EXERCISE BRIEF → List each line of the records below that contains the word "field".

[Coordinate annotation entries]
::::

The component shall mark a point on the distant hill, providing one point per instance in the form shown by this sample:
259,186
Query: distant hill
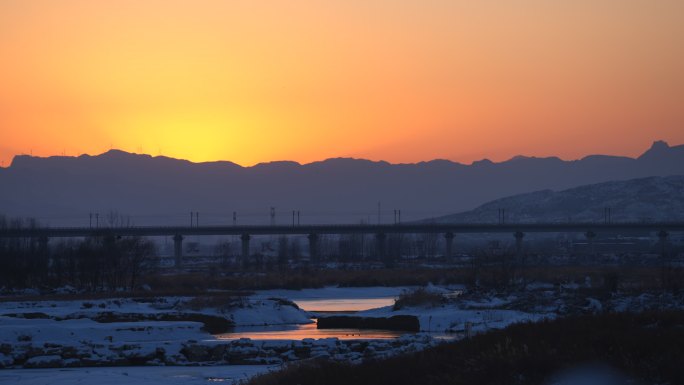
644,199
161,190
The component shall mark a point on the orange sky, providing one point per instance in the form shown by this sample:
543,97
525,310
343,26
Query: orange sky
404,81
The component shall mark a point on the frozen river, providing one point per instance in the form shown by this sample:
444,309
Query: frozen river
324,301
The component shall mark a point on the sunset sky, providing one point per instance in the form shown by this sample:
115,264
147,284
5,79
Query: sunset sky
398,80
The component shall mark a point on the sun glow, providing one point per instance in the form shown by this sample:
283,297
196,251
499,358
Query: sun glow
304,80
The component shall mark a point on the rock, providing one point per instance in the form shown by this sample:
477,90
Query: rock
196,353
44,362
5,361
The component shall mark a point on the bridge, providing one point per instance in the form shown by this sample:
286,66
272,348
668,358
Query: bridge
518,230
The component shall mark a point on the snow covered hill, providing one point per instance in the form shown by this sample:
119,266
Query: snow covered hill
643,199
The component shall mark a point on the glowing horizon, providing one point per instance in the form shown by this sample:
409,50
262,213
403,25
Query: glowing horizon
399,81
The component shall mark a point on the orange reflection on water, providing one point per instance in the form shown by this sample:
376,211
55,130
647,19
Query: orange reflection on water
298,332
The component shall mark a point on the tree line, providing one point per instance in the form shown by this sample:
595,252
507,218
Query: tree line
104,262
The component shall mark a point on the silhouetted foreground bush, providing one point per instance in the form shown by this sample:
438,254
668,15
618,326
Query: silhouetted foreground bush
105,262
647,346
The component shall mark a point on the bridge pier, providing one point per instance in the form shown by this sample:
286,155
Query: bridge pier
380,241
449,239
590,235
313,247
178,249
244,238
519,235
662,239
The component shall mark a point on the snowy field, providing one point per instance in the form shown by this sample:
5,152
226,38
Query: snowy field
161,375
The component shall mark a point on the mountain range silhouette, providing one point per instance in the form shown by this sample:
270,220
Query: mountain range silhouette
160,190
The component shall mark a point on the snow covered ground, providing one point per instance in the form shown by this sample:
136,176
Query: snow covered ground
160,375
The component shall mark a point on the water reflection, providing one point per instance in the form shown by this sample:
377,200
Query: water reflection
343,304
298,332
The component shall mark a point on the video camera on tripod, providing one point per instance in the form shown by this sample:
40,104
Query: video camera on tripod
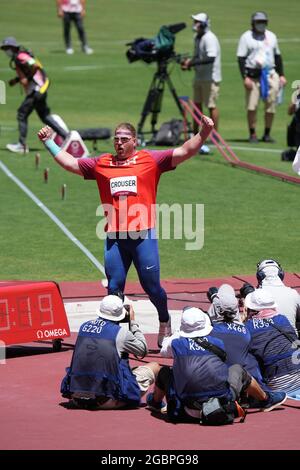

::::

RESULT OF THIS TASK →
The component shall mark a point on the snowy field, providing one point per instance in the form shown by this sample:
Query: snowy field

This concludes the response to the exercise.